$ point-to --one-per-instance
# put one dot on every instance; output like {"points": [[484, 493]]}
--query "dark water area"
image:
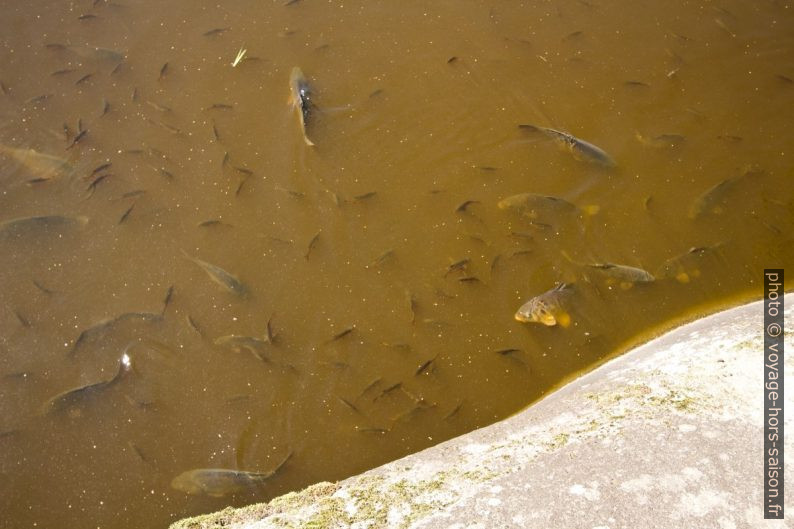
{"points": [[185, 283]]}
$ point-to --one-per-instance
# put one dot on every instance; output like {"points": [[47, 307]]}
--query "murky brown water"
{"points": [[419, 104]]}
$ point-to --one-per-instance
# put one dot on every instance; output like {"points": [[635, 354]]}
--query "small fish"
{"points": [[426, 367], [348, 404], [219, 106], [92, 186], [458, 266], [103, 326], [80, 135], [687, 266], [239, 58], [84, 78], [220, 276], [548, 207], [42, 165], [210, 222], [623, 273], [712, 201], [25, 226], [61, 72], [100, 168], [300, 97], [463, 207], [342, 334], [194, 325], [372, 429], [546, 308], [71, 396], [215, 31], [312, 244], [158, 107], [581, 150], [38, 99], [219, 482], [626, 275], [364, 196], [271, 336], [168, 297], [389, 389]]}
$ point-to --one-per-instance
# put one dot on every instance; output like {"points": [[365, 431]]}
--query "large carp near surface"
{"points": [[287, 313]]}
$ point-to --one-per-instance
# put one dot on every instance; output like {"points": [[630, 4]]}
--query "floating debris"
{"points": [[72, 396], [581, 150], [219, 482], [220, 276], [300, 97], [547, 308]]}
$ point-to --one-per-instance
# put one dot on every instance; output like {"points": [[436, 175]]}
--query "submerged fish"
{"points": [[712, 200], [300, 97], [546, 308], [22, 226], [250, 343], [537, 206], [218, 482], [220, 276], [581, 150], [623, 273], [68, 397], [44, 166], [687, 266], [100, 328], [626, 275]]}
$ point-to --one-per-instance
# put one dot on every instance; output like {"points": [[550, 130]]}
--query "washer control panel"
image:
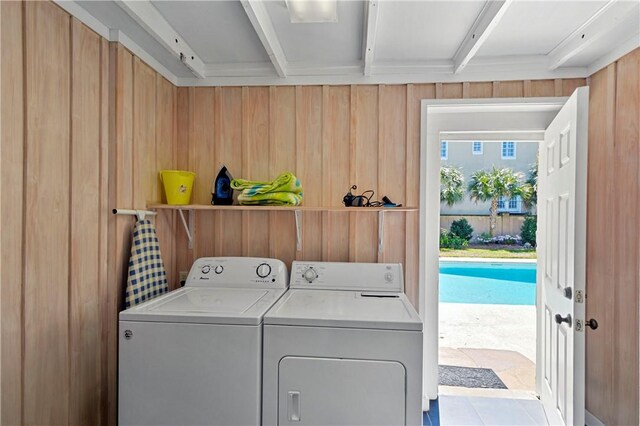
{"points": [[347, 276], [238, 272]]}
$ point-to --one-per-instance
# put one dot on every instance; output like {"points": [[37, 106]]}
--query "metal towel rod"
{"points": [[139, 213]]}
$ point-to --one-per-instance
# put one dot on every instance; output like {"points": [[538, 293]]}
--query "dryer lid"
{"points": [[348, 309], [207, 305]]}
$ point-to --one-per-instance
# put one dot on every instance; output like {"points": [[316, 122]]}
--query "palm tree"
{"points": [[451, 185], [491, 185], [532, 181]]}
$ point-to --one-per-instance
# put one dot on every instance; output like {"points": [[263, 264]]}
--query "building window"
{"points": [[477, 148], [512, 205], [508, 150]]}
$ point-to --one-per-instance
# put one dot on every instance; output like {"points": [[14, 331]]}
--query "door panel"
{"points": [[561, 262], [329, 391]]}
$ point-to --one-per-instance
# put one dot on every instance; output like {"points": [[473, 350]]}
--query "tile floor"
{"points": [[474, 410]]}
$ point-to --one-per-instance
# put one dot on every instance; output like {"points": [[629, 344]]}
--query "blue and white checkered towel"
{"points": [[147, 277]]}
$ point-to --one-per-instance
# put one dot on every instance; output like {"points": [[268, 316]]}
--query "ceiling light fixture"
{"points": [[312, 11]]}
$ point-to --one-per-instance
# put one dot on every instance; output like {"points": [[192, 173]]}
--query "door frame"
{"points": [[515, 118]]}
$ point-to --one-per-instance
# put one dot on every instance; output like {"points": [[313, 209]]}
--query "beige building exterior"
{"points": [[473, 156]]}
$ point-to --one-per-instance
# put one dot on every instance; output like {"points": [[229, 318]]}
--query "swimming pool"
{"points": [[488, 283]]}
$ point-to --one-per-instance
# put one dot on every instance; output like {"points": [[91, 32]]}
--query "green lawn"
{"points": [[494, 253]]}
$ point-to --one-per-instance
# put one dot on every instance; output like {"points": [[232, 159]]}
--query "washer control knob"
{"points": [[310, 274], [263, 270]]}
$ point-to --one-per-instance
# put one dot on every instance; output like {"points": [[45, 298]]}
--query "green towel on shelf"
{"points": [[271, 199], [286, 182]]}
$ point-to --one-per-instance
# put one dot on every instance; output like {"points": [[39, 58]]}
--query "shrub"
{"points": [[485, 238], [462, 229], [451, 240], [528, 230]]}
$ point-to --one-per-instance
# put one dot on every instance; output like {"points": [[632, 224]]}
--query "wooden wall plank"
{"points": [[364, 170], [600, 246], [255, 148], [106, 284], [542, 88], [508, 89], [11, 210], [46, 289], [123, 162], [309, 167], [415, 94], [571, 84], [336, 135], [627, 253], [228, 152], [84, 306], [165, 109], [480, 90], [282, 158], [392, 141], [201, 161], [184, 255], [145, 180]]}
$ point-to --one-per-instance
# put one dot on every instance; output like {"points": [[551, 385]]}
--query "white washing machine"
{"points": [[194, 355], [343, 347]]}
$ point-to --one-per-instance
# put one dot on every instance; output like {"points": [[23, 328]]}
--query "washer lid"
{"points": [[348, 309], [207, 305]]}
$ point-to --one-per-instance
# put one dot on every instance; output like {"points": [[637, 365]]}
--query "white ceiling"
{"points": [[219, 32], [536, 27], [322, 45], [412, 31], [253, 42]]}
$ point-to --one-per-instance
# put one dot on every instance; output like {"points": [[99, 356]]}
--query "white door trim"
{"points": [[455, 115]]}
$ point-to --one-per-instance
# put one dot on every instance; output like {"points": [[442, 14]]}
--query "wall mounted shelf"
{"points": [[297, 210]]}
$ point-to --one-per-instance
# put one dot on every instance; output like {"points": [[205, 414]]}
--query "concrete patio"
{"points": [[499, 337]]}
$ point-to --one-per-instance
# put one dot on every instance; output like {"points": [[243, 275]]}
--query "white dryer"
{"points": [[194, 355], [343, 347]]}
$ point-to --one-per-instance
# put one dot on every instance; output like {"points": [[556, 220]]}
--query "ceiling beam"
{"points": [[485, 23], [613, 19], [261, 22], [371, 28], [147, 16]]}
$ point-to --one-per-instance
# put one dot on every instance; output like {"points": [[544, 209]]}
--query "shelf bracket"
{"points": [[380, 231], [298, 216], [188, 228]]}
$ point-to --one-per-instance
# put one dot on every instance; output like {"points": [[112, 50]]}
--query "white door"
{"points": [[562, 207]]}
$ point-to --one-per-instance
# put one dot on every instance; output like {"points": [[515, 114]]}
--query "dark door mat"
{"points": [[468, 377]]}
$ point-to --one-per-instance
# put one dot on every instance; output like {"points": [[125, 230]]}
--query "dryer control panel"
{"points": [[347, 276], [245, 272]]}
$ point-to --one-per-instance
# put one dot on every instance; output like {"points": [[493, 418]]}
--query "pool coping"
{"points": [[486, 260]]}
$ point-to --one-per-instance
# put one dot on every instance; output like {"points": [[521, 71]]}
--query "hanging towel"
{"points": [[147, 277], [271, 199], [286, 182]]}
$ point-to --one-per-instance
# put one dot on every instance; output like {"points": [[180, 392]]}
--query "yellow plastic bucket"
{"points": [[178, 185]]}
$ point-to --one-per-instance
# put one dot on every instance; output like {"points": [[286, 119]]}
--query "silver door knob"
{"points": [[560, 319], [592, 323]]}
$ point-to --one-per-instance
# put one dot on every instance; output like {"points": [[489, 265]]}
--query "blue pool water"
{"points": [[488, 283]]}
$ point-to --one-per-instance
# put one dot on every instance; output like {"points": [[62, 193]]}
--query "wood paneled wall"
{"points": [[613, 241], [54, 217], [142, 144], [331, 137], [85, 128]]}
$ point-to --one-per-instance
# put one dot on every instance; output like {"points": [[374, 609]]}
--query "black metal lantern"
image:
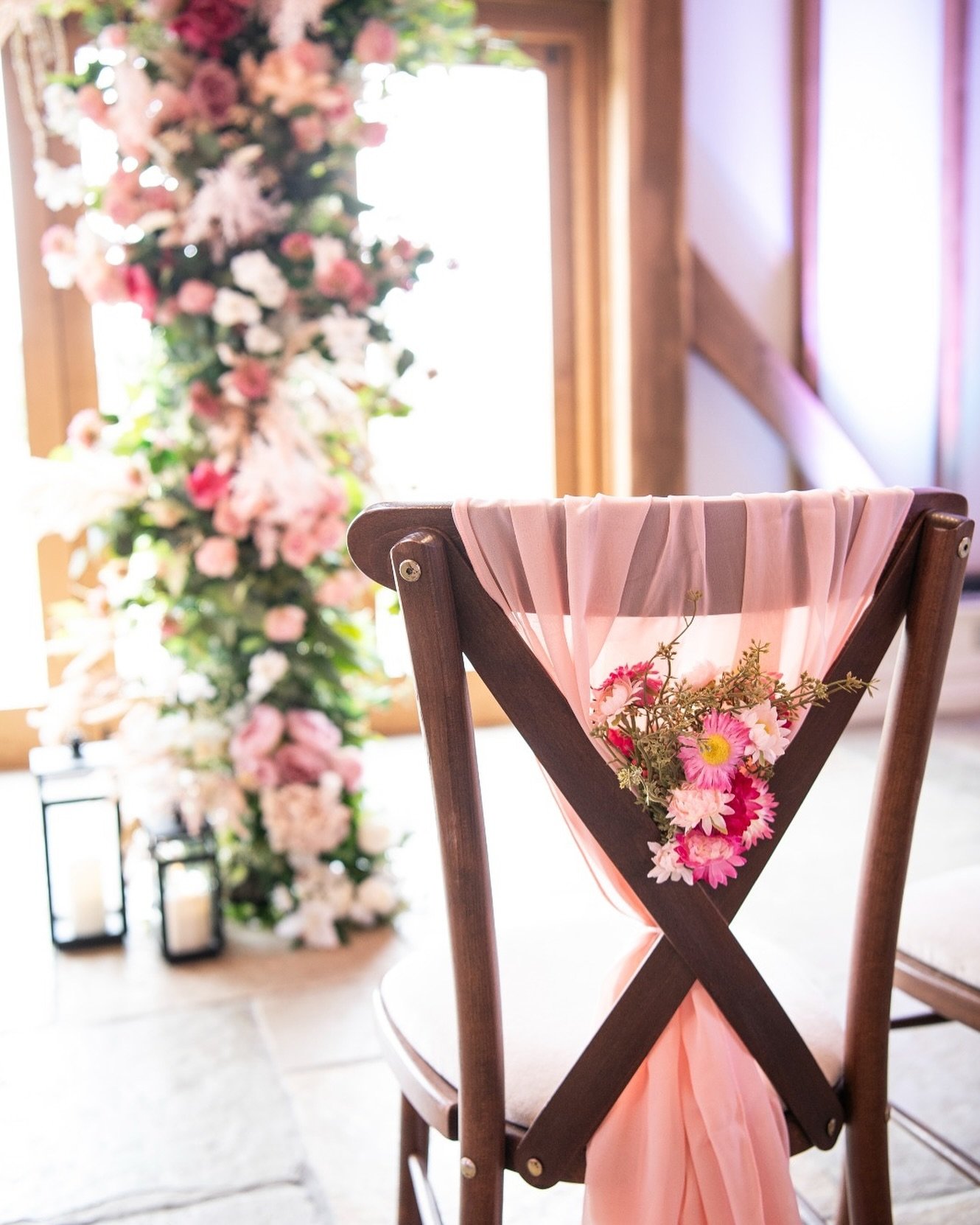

# # # #

What the exercise asks.
Count the lines in the records that contain the string "control", and reply with only that number.

Response to this exercise.
3